• _Page extract_
----

ECUs in off-highway vehicles
Electronic control units (ECUs) are ubiquitous in today's passenger vehicles. Responsible for controlling everything from the door mirrors to advanced driver assistance systems (ADAS), an ECU is a hotbed of compute, peripheral interfacing, and networking.
Cars of yesteryear didn't require such complexity. However, as power train designs change, comprehensive infotainment and navigation systems evolve, and safety features become differentiators, the number of electronic systems continues to increase.
Estimates vary, but a modern passenger vehicle may have anything from 30 to 150 ECUs depending on the vehicle's model and fitted options. Luxury high-end vehicles, with lots of motors controlling body and comfort functions, for example, may have considerably more than standard base platforms.
ECU examples include:
- Brake control modules and emergency braking control modules (BCM/EBCM)
- Transmission control module (TCM)
- Body control module (BCM)
Some ECUs manage a single function, for example, an automatic transmission. Others may manage multiple functions, such as all doors, windows and door mirrors.
ECU consolidation and zonal architectures
Vehicle systems are becoming tightly interdependent. Adaptive cruise control (ACC) accesses multiple systems, including brake and transmission ECUs. Compute requirements are rising significantly, and the automotive industry is moving toward zonal architectures in response.
This approach is consolidating multiple discrete ECU functions into a zone-based, compute-capable ECU, connected to other vehicle ECUs through a gigabit Ethernet backbone. This architectural approach sees Tier 1 suppliers optimizing the number of ECUs required, which helps in reducing the physical space and the amount of cabling required. The weight of cable harnesses has grown significantly as more technology finds its way into vehicles. The opportunity to save weight and cost represents a major advantage for automobile makers.
Another significant factor driving the adoption of zonal electrical and electronic (E/E) architectures is the rise of the software-defined vehicle (SDV). ADAS functions, for example, rely on receiving, analyzing and interpreting data from one or more sensors for driver alerts and safety control.
Off-highway vehicles follow passenger vehicle ECU trends
Passenger vehicles are not the only vehicle class experiencing significant changes in their design. Off-highway vehicles, encompassing everything from farm machinery to bulldozers used in agriculture, mining and construction, are also undergoing major transformations.
The operating environment for these vehicles is often challenging, ranging from muddy ground and rocky tracks to sandy trails and snow-covered fields. Sold in much lower quantities than passenger road vehicles, off-highway vehicle design reflects the tasks and conditions they undertake, making them expensive investments. Also, off-highway vehicle owners and operators favor equipment that can perform multiple tasks, often requiring sophisticated electronics and software algorithms.

----

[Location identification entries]
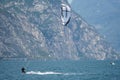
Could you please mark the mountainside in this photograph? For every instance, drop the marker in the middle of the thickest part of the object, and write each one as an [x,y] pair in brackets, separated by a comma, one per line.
[104,15]
[34,29]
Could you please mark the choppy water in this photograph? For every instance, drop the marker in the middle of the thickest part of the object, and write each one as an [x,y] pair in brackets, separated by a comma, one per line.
[59,70]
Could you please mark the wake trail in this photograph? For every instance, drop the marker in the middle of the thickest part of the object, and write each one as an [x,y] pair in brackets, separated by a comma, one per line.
[51,73]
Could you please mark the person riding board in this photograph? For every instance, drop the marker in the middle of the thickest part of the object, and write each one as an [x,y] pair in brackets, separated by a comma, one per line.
[23,70]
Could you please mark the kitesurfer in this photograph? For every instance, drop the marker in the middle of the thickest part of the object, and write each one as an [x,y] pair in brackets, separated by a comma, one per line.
[23,70]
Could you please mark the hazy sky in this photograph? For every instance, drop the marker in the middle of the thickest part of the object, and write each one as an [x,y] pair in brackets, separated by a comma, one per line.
[70,1]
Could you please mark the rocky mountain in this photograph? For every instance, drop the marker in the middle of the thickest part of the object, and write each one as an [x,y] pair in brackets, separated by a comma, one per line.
[104,15]
[33,29]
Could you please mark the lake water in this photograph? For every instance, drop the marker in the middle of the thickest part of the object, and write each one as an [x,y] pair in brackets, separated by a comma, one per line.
[59,70]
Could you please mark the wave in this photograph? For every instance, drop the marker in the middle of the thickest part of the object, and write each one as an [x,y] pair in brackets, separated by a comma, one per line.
[51,73]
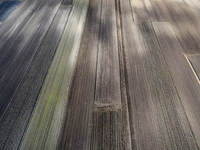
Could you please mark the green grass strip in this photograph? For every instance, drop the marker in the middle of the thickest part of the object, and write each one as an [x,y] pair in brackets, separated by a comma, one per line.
[45,123]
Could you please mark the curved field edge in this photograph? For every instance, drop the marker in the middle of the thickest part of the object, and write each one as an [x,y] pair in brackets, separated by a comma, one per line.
[45,123]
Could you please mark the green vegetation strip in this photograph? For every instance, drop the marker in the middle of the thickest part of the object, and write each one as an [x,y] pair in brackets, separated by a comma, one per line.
[45,123]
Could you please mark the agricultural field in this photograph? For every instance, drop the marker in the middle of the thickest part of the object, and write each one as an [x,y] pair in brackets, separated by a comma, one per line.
[100,74]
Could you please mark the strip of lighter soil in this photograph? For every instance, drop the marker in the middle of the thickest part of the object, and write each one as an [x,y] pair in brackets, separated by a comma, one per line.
[43,130]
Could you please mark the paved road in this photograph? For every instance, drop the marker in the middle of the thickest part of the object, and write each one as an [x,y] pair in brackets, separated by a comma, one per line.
[125,75]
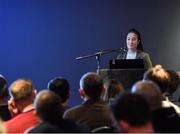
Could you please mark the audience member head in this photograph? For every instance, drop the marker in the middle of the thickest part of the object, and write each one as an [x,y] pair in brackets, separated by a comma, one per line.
[174,82]
[112,90]
[91,86]
[61,87]
[158,75]
[132,113]
[48,107]
[22,96]
[150,91]
[3,88]
[22,89]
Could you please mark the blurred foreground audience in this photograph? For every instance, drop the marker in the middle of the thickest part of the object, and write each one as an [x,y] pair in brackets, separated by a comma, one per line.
[164,119]
[93,112]
[21,106]
[163,79]
[4,111]
[132,114]
[61,87]
[48,107]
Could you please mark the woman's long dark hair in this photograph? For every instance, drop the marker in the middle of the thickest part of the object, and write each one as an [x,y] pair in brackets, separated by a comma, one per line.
[133,30]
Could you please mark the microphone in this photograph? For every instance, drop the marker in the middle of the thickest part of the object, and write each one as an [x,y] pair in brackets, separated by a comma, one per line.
[102,52]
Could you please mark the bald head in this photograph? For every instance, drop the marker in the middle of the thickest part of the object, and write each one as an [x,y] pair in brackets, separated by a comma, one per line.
[151,91]
[21,89]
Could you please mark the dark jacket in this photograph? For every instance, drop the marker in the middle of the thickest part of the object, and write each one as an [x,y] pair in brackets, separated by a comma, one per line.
[140,55]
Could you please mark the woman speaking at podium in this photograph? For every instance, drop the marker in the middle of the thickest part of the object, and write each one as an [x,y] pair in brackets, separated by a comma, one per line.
[135,48]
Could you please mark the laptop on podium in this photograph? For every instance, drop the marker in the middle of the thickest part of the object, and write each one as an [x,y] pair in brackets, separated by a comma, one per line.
[127,64]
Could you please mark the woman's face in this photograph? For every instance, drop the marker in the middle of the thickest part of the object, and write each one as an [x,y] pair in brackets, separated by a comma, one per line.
[132,41]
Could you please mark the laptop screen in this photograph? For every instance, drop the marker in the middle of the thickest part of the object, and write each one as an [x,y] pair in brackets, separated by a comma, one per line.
[126,64]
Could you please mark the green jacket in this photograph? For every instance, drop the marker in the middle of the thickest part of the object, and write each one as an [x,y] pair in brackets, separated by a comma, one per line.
[140,55]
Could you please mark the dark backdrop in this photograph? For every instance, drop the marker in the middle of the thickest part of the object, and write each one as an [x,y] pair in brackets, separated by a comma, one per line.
[40,39]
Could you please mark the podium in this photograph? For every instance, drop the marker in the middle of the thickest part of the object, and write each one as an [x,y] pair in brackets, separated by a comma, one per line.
[126,76]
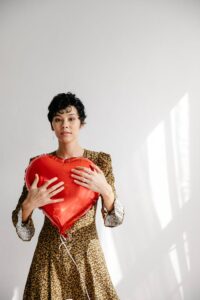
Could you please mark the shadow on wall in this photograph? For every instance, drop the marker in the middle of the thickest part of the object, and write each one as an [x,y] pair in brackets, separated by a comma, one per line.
[161,215]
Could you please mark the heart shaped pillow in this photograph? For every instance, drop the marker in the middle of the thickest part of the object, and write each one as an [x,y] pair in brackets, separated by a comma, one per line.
[77,199]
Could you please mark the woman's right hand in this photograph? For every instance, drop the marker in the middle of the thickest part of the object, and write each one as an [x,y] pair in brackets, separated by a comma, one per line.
[40,196]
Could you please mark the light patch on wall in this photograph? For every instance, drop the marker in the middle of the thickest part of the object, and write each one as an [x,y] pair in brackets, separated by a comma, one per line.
[180,138]
[186,249]
[176,266]
[156,151]
[15,294]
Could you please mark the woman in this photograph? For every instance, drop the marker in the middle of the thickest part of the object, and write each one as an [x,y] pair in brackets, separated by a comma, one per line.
[75,270]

----

• _Problems_
1. According to the ECU article, how many ECUs might a modern passenger vehicle have?
2. Resume the ECU article right after its last sentence.
These rows stand apart from the ECU article and have no connection to it.

• _The answers_
1. Anywhere from 30 to 150, depending on the vehicle's model and fitted options.

2.
Unlike passenger road vehicles, which are designed to perform a single function, machinery such as harvesters, backhoe loaders and telescopic handlers have multiple operating modes. Functionality introduces considerably more motors, hydraulic pumps, sensors and actuators, adding complexity and more dependence on operator configuration.
Most passenger vehicle ECUs are designed for a straightforward set of operating conditions, whereas off-highway vehicles often offer multiple operating modes, utilizing more complex software. In line with ECU and architecture developments employed by passenger vehicles, off-highway vehicles are increasingly sophisticated, with some, such as a combine harvester, capable of autonomous operation.
Functions supported by off-highway vehicle ECUs
The operation of an agricultural seed planter illustrates the increasing use of ECUs in off-highway vehicles. Planters need to accommodate myriad seed types, soil conditions and sowing patterns. All these factors impact the operation of the planter, requiring different sowing speeds, hydraulic pressures, engine torque and precise positioning.
Typically, a planter moves relatively slowly. Developing sufficient torque at low engine RPM and vectoring it to the appropriate axles requires full interaction with the transmission control. Also, most of the sowing process is autonomous, with the planter following a pre-defined route, using Global Navigation Satellite System (GNSS) to steer and maintain planting equidistant rows of seeds at a carefully controlled speed. As such, the ECUs require high-performance microprocessors qualified for use in environmentally demanding conditions. Resilient networking between all the ECUs is also a prerequisite.
System reliability is paramount for such applications. Downtime during adverse planting weather conditions can significantly impact crop yields. Key parameters, such as sowing speed, engine torque, seed drill profile, hydraulic pressures and planting track, differ from one crop to another. The planters' software will implement these operational changes when switching crops. Sowing data is typically uploaded to a farm management system, allowing the harvester operator to retrieve it and automatically follow it at any time.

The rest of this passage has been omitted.